- Texto de origem:
=-=-=-=-=

20 Junho 2018
Mais de 600 religiosos e leigos da Igreja Metodista Unida assinaram uma queixa de denominação contra o membro da Igreja Metodista, Secretário de Justiça americano Jeff Sessions. Os signatários condenam o papel de Sessions na política de "tolerância zero" da administração Trump em separar crianças de seus pais ao longo da fronteira EUA-México. As acusações incluem abuso infantil, imoralidade, discriminação racial e "divulgação de doutrinas que contrariam as normas da doutrina da Igreja Metodista Unida."
A reportagem é de Jack Jenkins e Emily McFarlan Miller, publicada por Religion News Service, 19-06-2018. A tradução é de Victor D. Thiesen.
A denúncia foi enviada para duas igrejas em 18 de junho. A primeira no Alabama, local de origem de Sessions. E, a outra em Washington, D.C., a qual o advogado chefe do governo dos EUA é afiliado atualmente.
"Nós, signatários leigos e religiosos da Igreja Metodista Unida, emitimos uma queixa formal contra o membro leigo da Igreja Jefferson Beauregard Sessions", diz a carta, que foi fornecida ao serviço de notícias de religião.
"Por um lado estamos reticentes em trazer uma queixa formal contra um leigo. Por outro, a combinação única de tremendo poder político e social do Sr. Sessions, seu papel de liderança como professor da escola dominical e ex-delegado da Conferência Geral, e o impacto grave e em curso de certas ações públicas, profissionais suas, faz com que nós, enquanto seus irmãos de denominação Metodista Unida, tenhamos algum grau de responsabilidade."
Dave Wright, ordenado da Igreja e capelão da Universidade de Puget Sound, é o principal autor da carta. Ele disse que espera que a denúncia resulte em conversas pastorais entre Sessions e líderes da Igreja.
"O resultado ideal é que pastores na liderança da Igreja que o conhecem conversem com ele, e que nessas conversas ele seja desafiado a pensar sobre o nível de dano que está causando. E, quem sabe, ele tenha uma mudança de coração — que é sobre o quanto Metodista você consegue ser”, disse Wright.
Das quatro, as três primeiras acusações contra Sessions— abuso de crianças, imoralidade e discriminação racial — fazem referência a política de fronteira. A última, diz respeito a divulgação de doutrinas contra a Igreja Metodista. Sessions tentou defender a separação de famílias durante um discurso na quinta-feira, no qual ele reprova "amigos da Igreja" que criticaram a política, insistindo que sua aplicação é bíblica, citando, inclusive, Romanos 13.
David F. Watson, decano acadêmico e professor de Novo Testamento no Seminário Teológico Unido, chamou a denúncia de "um desenvolvimento extraordinário."
É "muito incomum" que uma queixa seja feita contra um leigo da Igreja Metodista Unida, disse Watson. Na história recente, vários professores notam que a maioria das queixas foi feita contra membros do clero que tenham realizado um casamento entre, ou até mesmo casado com uma pessoa do mesmo sexo. A segunda maior denominação protestante do país tem sido envolvida pelo debate sobre a inclusão de seus membros LGBT.

=-=-=-=-=

- Seção de dados:

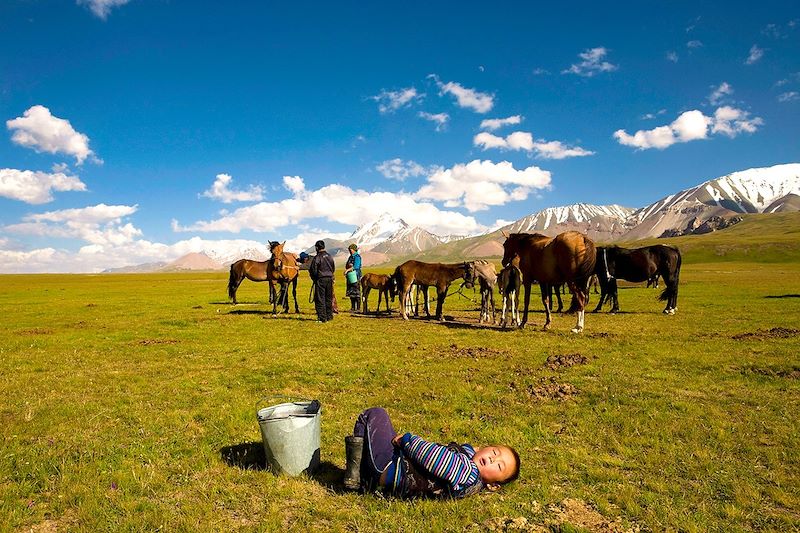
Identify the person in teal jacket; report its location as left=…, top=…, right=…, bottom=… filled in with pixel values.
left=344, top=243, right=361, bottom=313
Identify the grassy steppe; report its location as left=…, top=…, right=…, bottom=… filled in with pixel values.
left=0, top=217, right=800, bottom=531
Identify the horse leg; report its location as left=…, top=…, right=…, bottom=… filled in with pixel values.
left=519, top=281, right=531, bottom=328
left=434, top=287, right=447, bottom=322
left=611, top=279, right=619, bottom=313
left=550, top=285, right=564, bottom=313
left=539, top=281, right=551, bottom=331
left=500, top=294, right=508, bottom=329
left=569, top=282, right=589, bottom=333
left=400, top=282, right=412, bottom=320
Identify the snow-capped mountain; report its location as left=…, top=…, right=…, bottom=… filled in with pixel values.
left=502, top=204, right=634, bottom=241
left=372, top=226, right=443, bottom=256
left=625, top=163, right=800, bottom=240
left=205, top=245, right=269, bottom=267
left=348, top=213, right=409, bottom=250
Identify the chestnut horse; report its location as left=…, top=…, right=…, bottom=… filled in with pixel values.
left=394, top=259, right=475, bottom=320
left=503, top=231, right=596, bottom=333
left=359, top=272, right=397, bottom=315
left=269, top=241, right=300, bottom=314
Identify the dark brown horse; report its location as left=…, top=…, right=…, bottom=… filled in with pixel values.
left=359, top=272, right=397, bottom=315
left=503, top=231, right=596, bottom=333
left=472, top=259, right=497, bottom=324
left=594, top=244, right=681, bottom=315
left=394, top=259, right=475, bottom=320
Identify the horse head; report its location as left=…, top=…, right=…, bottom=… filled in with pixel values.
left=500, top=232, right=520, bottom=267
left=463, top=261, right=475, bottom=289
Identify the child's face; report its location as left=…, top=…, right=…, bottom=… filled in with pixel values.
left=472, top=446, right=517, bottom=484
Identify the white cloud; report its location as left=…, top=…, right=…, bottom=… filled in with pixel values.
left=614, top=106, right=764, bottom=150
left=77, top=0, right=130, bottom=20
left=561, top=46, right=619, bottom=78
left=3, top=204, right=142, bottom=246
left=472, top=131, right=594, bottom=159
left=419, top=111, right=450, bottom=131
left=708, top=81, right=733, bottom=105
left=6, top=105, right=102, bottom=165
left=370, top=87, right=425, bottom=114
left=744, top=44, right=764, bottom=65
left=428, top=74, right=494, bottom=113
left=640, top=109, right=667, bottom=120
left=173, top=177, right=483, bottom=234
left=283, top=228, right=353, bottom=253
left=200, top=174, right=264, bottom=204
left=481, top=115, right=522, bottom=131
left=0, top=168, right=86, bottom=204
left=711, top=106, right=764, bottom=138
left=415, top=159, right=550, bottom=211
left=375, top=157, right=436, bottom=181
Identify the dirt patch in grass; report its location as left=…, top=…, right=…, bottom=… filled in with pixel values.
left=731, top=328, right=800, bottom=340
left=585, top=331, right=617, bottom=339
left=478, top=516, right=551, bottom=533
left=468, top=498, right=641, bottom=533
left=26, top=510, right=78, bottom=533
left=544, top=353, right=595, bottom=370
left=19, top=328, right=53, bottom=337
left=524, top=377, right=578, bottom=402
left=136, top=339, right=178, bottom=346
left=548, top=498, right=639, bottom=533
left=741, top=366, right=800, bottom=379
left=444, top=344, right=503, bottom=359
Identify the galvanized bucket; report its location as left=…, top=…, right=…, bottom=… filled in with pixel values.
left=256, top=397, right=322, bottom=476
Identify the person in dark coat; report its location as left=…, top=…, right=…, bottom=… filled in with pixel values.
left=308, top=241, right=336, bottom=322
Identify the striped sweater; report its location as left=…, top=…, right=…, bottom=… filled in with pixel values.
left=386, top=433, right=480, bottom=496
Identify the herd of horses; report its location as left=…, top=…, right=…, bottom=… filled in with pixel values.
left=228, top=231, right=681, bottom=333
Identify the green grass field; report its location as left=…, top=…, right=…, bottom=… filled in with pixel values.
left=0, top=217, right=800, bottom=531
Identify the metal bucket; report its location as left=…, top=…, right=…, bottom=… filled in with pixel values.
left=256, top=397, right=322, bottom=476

=-=-=-=-=

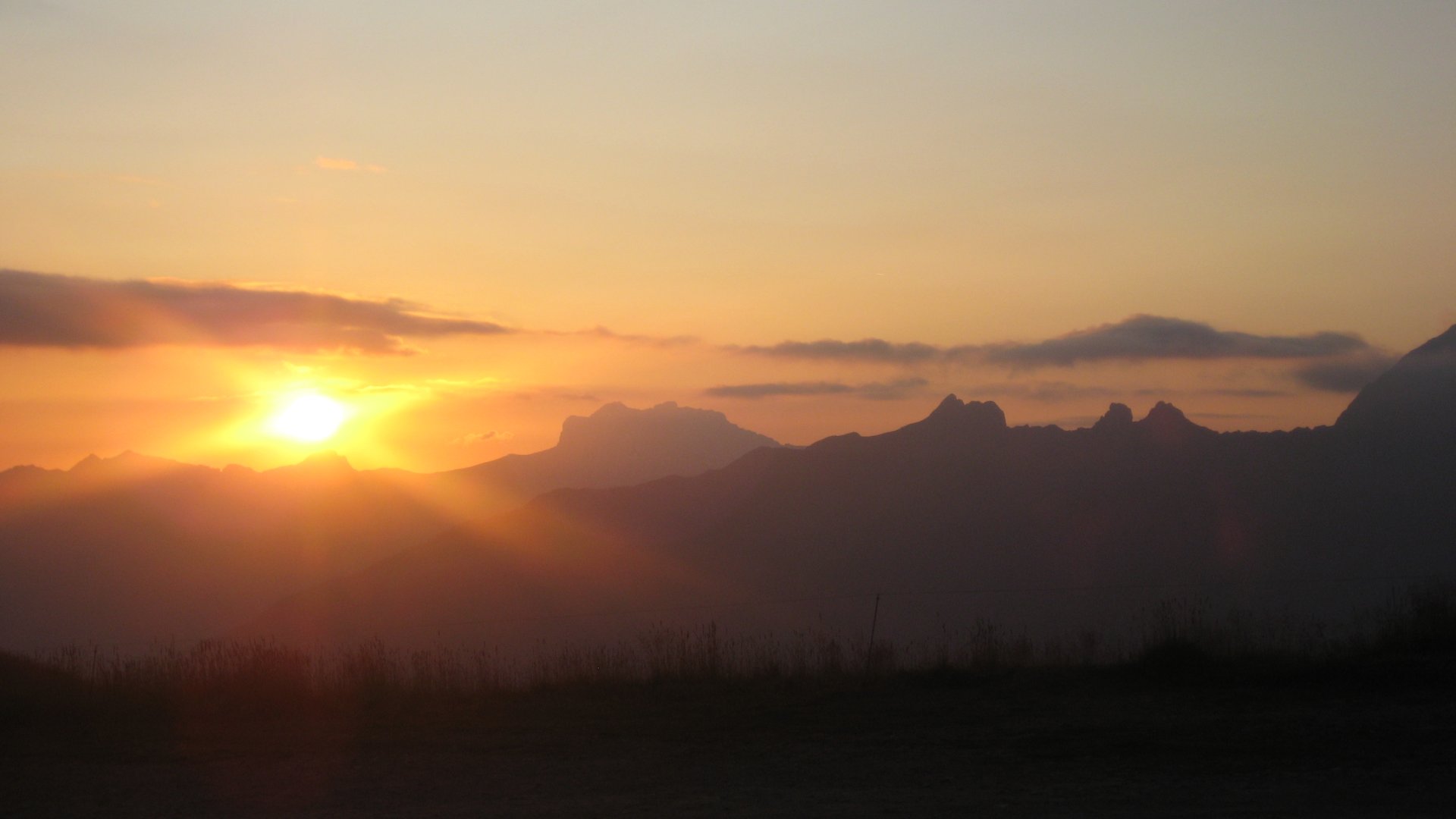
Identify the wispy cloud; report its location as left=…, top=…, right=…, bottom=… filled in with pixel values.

=-=-=-=-=

- Tarefa 1:
No texto de origem, quais são as acusações da queixa contra Jeff Sessions? Liste todas.
- Tarefa 2:
Repita o trecho do texto de origem que começa em "Dave Wright, ordenado" e segue até "líderes da Igreja.".

- Resposta final 1:
- abuso infantil
- imoralidade
- discriminação racial
- divulgação de doutrinas que contrariam as normas da doutrina da Igreja Metodista Unida

- Resposta final 2:
Dave Wright, ordenado da Igreja e capelão da Universidade de Puget Sound, é o principal autor da carta. Ele disse que espera que a denúncia resulte em conversas pastorais entre Sessions e líderes da Igreja.